### Task to carry out
Copy every line of the records below, requests included, and multiply each answer coordinate by 2.3, rounding to the nearest whole number with halves rounded up.

### Data extract
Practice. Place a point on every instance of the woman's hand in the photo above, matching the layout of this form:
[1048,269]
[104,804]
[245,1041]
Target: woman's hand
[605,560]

### Exercise output
Practice. Place a point on every instance of the woman's hand in the photo above, matching the layout of this form:
[1048,269]
[104,804]
[245,1041]
Target: woman's hand
[1392,1288]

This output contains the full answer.